PASSAGE GIVEN:
★ ★ ★

Document

UNITED STATES
SECURITIES AND EXCHANGE COMMISSION
Washington, D.C. 20549

Form 8-K

Current Report
Pursuant to Section 13 or 15(d)
of the Securities Exchange Act of 1934
Date of Report (Date of earliest event reported): March 21, 2018

American Water Works Company, Inc.
(Exact name of registrant as specified in its charter)

Commission File Number: 001-34028
Delaware
51-0063696
(State or other jurisdiction
of incorporation)
(IRS Employer
Identification No.)
 1025 Laurel Oak Road
Voorhees, NJ 08043
(Address of principal executive offices, including zip code)
(856) 346-8200
(Registrant’s telephone number, including area code)
(Former name or former address, if changed since last report)

Check the appropriate box below if the Form 8-K filing is intended to simultaneously satisfy the filing obligation of the registrant under any of the following provisions:
o
Written communications pursuant to Rule 425 under the Securities Act (17 CFR 230.425)
o
Soliciting material pursuant to Rule 14a-12 under the Exchange Act (17 CFR 240.14a-12)
o
Pre-commencement communications pursuant to Rule 14d-2(b) under the Exchange Act (17 CFR 240.14d-2(b))
o
Pre-commencement communications pursuant to Rule 13e-4(c) under the Exchange Act (17 CFR 240.13e-4(c))
Indicate by check mark whether the registrant is an emerging growth company as defined in Rule 405 of the Securities Act of 1933 (17 CFR 230.405) or Rule 12b-2 of the Securities Exchange Act of 1934 (17 CFR 240.12b-2).
Emerging growth company o
If an emerging growth company, indicate by check mark if the registrant has elected not to use the extended transition period for complying with any new or revised financial accounting standards provided pursuant to Section 13(a) of the Exchange Act. o




INTRODUCTORY NOTE
This Current Report on Form 8-K is being filed by American Water Works Company, Inc. (“American Water”) to report the following:
the amendment and restatement of American Water Capital Corp.’s existing credit agreement with respect to its revolving credit facility to increase the total maximum commitments thereunder from $1.75 billion to $2.25 billion and to extend the expiration of the existing credit agreement from June 2020 to March 2023; and
an increase in the size of AWCC’s commercial paper program (the “CP Program”) from a maximum of $1.6 billion of commercial paper notes outstanding at any one time to a maximum of $2.1 billion.
Item 1.01.
Entry into a Material Definitive Agreement.

★ ★ ★

DATA LISTING:
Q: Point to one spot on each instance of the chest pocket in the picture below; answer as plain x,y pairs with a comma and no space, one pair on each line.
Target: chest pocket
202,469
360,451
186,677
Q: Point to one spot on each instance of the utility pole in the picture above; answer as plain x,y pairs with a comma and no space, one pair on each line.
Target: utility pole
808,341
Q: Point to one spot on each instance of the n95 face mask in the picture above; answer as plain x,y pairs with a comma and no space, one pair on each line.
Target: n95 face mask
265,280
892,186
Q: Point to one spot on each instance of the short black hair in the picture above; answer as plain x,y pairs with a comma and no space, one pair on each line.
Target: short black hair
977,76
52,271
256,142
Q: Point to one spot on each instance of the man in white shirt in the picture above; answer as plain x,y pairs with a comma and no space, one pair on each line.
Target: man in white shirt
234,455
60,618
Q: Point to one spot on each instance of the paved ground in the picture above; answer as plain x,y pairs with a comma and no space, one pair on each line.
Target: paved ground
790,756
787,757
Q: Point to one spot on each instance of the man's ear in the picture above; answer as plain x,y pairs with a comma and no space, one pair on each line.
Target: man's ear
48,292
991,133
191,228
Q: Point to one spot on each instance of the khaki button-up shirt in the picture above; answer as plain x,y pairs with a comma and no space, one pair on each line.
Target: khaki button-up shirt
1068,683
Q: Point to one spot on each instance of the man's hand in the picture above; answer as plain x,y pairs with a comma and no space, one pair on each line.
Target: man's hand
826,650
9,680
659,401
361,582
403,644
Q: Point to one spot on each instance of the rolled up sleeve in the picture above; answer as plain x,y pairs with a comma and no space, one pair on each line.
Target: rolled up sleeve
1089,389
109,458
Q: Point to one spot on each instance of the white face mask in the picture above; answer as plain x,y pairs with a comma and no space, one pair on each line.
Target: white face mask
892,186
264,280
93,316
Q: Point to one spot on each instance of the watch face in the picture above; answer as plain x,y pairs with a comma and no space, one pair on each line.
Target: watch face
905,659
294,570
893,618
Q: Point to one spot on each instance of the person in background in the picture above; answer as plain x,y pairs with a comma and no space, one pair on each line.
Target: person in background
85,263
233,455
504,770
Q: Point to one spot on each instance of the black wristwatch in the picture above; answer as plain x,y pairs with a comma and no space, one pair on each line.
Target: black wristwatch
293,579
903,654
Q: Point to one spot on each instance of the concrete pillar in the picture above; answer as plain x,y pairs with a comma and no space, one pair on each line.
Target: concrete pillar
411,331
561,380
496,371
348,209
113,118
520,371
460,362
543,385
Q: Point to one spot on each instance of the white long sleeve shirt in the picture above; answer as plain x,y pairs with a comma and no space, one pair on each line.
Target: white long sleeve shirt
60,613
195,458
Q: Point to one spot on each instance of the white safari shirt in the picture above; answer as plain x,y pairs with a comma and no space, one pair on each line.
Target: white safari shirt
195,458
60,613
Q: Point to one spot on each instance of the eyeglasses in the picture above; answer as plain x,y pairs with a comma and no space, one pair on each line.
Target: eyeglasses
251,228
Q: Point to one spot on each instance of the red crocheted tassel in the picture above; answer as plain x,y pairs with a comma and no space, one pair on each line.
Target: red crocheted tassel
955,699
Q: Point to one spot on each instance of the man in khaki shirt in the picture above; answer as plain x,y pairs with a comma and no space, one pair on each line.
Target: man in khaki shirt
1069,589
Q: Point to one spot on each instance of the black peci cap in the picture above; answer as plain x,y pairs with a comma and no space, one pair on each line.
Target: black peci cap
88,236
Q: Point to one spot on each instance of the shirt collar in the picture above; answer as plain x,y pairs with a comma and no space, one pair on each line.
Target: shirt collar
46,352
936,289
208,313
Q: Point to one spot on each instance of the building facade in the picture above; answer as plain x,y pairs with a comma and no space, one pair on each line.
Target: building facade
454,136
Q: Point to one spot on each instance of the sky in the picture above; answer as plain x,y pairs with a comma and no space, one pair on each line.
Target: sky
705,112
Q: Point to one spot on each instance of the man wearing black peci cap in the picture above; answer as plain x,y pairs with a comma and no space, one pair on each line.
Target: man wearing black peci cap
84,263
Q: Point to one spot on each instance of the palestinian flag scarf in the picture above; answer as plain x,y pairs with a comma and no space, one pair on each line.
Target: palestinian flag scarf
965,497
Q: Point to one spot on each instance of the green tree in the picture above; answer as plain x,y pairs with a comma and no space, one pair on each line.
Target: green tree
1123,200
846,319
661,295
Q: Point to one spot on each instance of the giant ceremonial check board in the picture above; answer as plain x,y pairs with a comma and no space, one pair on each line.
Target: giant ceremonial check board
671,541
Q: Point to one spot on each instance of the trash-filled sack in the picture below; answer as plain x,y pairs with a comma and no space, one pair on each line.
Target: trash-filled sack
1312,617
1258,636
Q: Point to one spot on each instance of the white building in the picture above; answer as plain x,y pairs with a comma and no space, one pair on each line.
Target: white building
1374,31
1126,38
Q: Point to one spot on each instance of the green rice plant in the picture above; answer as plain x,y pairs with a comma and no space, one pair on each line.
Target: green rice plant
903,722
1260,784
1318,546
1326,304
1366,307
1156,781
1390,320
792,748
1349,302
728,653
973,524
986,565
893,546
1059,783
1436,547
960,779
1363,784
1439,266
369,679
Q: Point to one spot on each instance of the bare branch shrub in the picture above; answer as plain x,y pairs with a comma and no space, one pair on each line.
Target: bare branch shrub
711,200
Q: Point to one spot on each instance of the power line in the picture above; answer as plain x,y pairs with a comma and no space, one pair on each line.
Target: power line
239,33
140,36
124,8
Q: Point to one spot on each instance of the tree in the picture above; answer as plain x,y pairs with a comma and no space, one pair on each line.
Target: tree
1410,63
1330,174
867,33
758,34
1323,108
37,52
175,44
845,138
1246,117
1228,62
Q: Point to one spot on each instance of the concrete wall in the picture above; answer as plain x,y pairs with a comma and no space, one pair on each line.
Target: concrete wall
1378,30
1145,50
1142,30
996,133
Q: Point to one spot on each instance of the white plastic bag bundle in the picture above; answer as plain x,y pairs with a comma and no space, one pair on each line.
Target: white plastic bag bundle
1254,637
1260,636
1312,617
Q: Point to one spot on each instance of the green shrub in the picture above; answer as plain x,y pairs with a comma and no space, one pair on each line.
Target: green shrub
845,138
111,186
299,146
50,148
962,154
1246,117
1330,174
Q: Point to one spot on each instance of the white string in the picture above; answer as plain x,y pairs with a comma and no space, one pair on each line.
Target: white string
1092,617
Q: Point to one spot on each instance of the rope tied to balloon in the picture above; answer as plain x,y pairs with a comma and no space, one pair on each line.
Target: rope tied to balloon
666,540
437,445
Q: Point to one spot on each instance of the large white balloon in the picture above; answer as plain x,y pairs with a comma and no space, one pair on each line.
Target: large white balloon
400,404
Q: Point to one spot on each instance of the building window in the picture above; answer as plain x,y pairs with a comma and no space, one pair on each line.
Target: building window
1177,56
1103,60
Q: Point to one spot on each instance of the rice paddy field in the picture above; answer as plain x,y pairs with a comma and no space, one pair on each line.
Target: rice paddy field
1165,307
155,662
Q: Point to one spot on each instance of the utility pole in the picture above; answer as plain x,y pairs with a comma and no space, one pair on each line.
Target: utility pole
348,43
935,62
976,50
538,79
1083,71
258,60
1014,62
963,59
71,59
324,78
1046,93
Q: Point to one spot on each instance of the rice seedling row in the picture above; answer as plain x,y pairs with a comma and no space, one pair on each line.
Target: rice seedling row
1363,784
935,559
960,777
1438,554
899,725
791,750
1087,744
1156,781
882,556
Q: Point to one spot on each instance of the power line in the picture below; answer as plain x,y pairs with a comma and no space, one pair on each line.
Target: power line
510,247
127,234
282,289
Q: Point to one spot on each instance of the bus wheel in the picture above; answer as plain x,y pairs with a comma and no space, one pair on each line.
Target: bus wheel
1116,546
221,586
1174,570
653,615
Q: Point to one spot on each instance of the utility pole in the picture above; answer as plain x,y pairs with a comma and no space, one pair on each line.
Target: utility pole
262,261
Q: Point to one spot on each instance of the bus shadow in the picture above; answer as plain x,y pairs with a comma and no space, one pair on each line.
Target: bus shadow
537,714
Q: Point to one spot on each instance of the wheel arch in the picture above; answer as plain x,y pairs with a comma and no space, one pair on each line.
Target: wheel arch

★ ★ ★

DIRECTIVES:
1. Set down the portion of the American Water Form 8-K starting with "INTRODUCTORY NOTE" and going on through "of $2.1 billion.".
2. Resume the American Water Form 8-K filing from the point where it ends.

SOLVED TASKS:
1.
INTRODUCTORY NOTE
This Current Report on Form 8-K is being filed by American Water Works Company, Inc. (“American Water”) to report the following:
the amendment and restatement of American Water Capital Corp.’s existing credit agreement with respect to its revolving credit facility to increase the total maximum commitments thereunder from $1.75 billion to $2.25 billion and to extend the expiration of the existing credit agreement from June 2020 to March 2023; and
an increase in the size of AWCC’s commercial paper program (the “CP Program”) from a maximum of $1.6 billion of commercial paper notes outstanding at any one time to a maximum of $2.1 billion.

2.
On March 21, 2018, American Water and American Water Capital Corp. (“AWCC”), a wholly owned finance subsidiary of American Water, amended and restated that certain Amended and Restated Credit Agreement, dated as of June 30, 2015, by and among American Water, AWCC, each of the lenders party thereto (each, a “Lender”), Wells Fargo Bank, National Association, as administrative agent, JPMorgan Chase Bank, N.A., as syndication agent, and Mizuho Bank, Ltd. and PNC Bank, National Association, as co-documentation agents (the “Existing Credit Agreement”, and, as so amended and restated, the “Credit Agreement”), with respect to AWCC’s unsecured revolving credit facility thereunder. The revolving credit facility is used principally to support the CP Program and to provide a sub-limit of up to $150 million for letters of credit. American Water has executed the Credit Agreement solely to acknowledge and agree that (i) obligations owing by AWCC under the Credit Agreement will constitute “debt” under that certain Support Agreement, dated as of June 22, 2000, as amended on July 26, 2000, by and between American Water and AWCC (the “Support Agreement”), which serves as a functional equivalent of a guarantee by American Water of AWCC’s payment obligations under the Credit Agreement, and (ii) the Credit Agreement will contain representations, warranties and covenants that relate to American Water and that a breach of any of those representations or warranties, or a failure by AWCC to comply with such covenants, could result in an event of default under the Credit Agreement.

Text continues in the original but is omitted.